▶ Activity:
Every record here needs to be written out again exactly.

▶ Information supplied:

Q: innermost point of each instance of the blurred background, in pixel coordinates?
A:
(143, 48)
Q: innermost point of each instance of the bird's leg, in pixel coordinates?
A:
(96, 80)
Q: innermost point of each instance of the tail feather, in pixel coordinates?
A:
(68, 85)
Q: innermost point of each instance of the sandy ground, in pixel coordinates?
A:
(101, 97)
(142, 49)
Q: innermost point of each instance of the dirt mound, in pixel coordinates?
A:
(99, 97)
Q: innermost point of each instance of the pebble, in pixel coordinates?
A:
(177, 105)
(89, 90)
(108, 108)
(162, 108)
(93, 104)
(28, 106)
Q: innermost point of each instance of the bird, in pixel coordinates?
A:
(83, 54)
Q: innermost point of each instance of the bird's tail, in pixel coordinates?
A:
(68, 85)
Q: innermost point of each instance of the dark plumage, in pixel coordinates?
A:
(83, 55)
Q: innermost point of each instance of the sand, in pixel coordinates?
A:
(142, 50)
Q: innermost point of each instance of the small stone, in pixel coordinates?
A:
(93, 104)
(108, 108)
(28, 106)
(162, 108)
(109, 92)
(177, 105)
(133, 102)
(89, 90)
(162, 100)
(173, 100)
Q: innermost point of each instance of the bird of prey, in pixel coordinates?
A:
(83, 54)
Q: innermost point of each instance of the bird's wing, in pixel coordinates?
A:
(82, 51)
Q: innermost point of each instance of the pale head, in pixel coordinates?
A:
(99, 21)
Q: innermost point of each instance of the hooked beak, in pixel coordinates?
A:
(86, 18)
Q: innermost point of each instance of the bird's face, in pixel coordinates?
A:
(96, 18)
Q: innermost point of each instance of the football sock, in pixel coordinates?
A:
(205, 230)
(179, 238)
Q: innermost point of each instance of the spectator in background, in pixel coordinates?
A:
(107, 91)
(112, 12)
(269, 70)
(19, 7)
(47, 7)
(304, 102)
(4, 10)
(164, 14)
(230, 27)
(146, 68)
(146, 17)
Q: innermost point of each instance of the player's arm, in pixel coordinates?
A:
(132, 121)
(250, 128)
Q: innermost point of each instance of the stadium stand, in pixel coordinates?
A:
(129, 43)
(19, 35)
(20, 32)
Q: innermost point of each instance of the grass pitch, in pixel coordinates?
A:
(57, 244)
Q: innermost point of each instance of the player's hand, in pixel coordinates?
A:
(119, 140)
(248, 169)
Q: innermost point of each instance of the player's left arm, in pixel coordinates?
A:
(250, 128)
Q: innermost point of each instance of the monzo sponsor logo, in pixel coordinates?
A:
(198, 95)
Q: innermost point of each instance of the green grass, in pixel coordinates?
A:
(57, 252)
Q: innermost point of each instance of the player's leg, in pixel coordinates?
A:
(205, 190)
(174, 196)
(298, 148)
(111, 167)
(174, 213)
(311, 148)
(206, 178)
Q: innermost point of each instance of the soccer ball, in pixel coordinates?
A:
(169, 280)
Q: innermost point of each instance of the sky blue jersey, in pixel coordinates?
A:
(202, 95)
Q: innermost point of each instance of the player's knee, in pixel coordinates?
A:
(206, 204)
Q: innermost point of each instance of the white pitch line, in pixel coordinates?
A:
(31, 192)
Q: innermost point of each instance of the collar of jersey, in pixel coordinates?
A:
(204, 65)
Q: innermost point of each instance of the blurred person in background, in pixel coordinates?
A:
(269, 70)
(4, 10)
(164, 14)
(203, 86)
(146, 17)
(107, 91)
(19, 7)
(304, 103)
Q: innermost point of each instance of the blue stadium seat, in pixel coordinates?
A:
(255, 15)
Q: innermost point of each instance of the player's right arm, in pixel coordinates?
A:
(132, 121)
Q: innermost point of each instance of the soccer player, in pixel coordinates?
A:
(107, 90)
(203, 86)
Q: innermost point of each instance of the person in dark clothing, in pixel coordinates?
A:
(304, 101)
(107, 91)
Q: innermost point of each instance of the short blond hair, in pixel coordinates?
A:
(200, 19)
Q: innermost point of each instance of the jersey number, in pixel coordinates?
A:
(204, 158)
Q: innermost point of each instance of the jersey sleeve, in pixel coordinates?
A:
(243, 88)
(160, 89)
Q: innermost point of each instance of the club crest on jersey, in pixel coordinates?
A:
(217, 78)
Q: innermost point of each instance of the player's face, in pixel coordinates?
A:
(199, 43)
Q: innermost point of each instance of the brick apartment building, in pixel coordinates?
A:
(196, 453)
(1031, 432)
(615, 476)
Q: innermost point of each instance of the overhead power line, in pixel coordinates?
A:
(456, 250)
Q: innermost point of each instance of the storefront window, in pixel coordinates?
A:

▶ Written answer:
Q: innermost point of each instance of the blurred background, in pixel coordinates?
A:
(143, 48)
Q: innermost point of each instance of the bird's leg, in pixel coordinates?
A:
(96, 80)
Q: innermost point of each instance of the tail feather, in pixel coordinates?
A:
(68, 85)
Q: innermost point of each instance of the sandy ground, in pixel coordinates?
A:
(101, 97)
(142, 49)
Q: innermost point of each instance of the dirt mound, in pixel coordinates?
A:
(99, 97)
Q: innermost point of each instance of the pebble, in pixel coordinates?
A:
(177, 105)
(89, 90)
(108, 108)
(162, 108)
(93, 104)
(28, 106)
Q: innermost point of each instance of the bird, in pixel coordinates?
A:
(83, 54)
Q: innermost point of each instance of the bird's tail, in pixel coordinates?
A:
(68, 85)
Q: innermost point of each instance of the dark plumage, in pixel coordinates?
A:
(83, 55)
Q: innermost point of each instance of the sand, in pixel coordinates?
A:
(142, 50)
Q: innermost point of each instance of the small stone, in pixel coordinates?
A:
(93, 104)
(108, 108)
(28, 106)
(162, 108)
(109, 92)
(177, 105)
(133, 102)
(89, 90)
(162, 100)
(173, 100)
Q: innermost point of each instance of the bird of prey, in pixel coordinates?
A:
(83, 54)
Q: innermost point of each instance of the bird's wing, in pixel coordinates?
A:
(82, 51)
Q: innermost point of each instance of the pale head, in pixel coordinates?
A:
(99, 21)
Q: innermost point of each instance of the hooked beak, in pixel coordinates?
A:
(86, 18)
Q: innermost point of each instance of the bird's face, in pixel coordinates?
A:
(96, 18)
Q: innermost point of each instance of the football sock, in pixel coordinates?
A:
(205, 230)
(179, 238)
Q: innermost point of each instance of the spectator in background, in pixel coordinates?
A:
(107, 91)
(112, 12)
(269, 70)
(19, 7)
(47, 7)
(304, 102)
(4, 10)
(164, 14)
(230, 27)
(146, 68)
(146, 17)
Q: innermost point of each instance of the player's arm, in pixel coordinates?
A:
(132, 121)
(250, 128)
Q: innermost point of each instance of the stadium stand, in pixel coordinates?
A:
(129, 43)
(19, 35)
(20, 32)
Q: innermost point of each instance of the grass pitch, in pixel coordinates?
A:
(57, 244)
Q: innermost point of each instance of the player's hand, in pixel coordinates?
A:
(119, 140)
(248, 169)
Q: innermost point of each instance of the player's left arm, in pixel coordinates?
A:
(250, 128)
Q: innermost point of each instance of the monzo sponsor logo, in pixel coordinates?
A:
(198, 95)
Q: innermost point of each instance of the green grass, in pixel coordinates?
A:
(57, 252)
Q: innermost point of each instance of the player's leg, in pixel coordinates?
A:
(205, 190)
(174, 196)
(298, 148)
(111, 167)
(174, 213)
(311, 148)
(206, 178)
Q: innermost point of each instance of the soccer ball, in pixel coordinates?
A:
(169, 280)
Q: innermost point of each instance of the sky blue jersey, in pixel coordinates?
A:
(202, 95)
Q: innermost point of each instance of the player's knee, in pixel coordinates?
A:
(206, 204)
Q: innermost point of each instance of the white pitch line, in pixel coordinates?
A:
(31, 192)
Q: innermost point of each instance of the collar of jersey, in pixel coordinates?
A:
(204, 65)
Q: innermost point of each instance of the blurred person in background, in pixel coordinates?
A:
(269, 70)
(4, 10)
(164, 14)
(203, 86)
(146, 17)
(107, 91)
(19, 7)
(304, 103)
Q: innermost point of each instance of the blue stadium seat, in pixel coordinates?
A:
(255, 15)
Q: innermost point of each instance of the player's right arm, in pixel coordinates?
A:
(132, 121)
Q: innermost point of each instance of the soccer player, in pixel coordinates?
A:
(107, 90)
(203, 86)
Q: innermost point of each instance of the person in dark clothing, in pixel coordinates?
A:
(304, 101)
(107, 91)
Q: innermost point of each instance of the short blond hair, in pixel coordinates?
A:
(200, 19)
Q: innermost point of each instance of the jersey number, in pixel coordinates?
A:
(204, 158)
Q: innermost point of each instance of the jersey sleeve, in pixel coordinates?
A:
(243, 88)
(160, 89)
Q: innermost point of each instance of the club crest on jersey, in pixel coordinates?
A:
(217, 78)
Q: innermost point of each instance of the player's face, in pixel coordinates?
A:
(199, 43)
Q: innermost point of each instance of the brick apartment building, in pixel coordinates?
A:
(196, 453)
(1031, 432)
(615, 476)
Q: innermost point of each instance of the overhead power line, in pixel coordinates?
A:
(456, 250)
Q: innermost point of each instance of the storefront window, in pixel coordinates?
A:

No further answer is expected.